▸ **Goal of the exercise**: Type each record below again, with the same words.

▸ **Records for this task**:
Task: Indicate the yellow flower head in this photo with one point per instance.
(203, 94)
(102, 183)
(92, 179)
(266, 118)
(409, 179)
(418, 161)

▸ **Exercise answer**:
Task: Indicate the yellow flower head in this photo with one point per instance.
(203, 94)
(102, 183)
(92, 179)
(266, 118)
(409, 179)
(418, 161)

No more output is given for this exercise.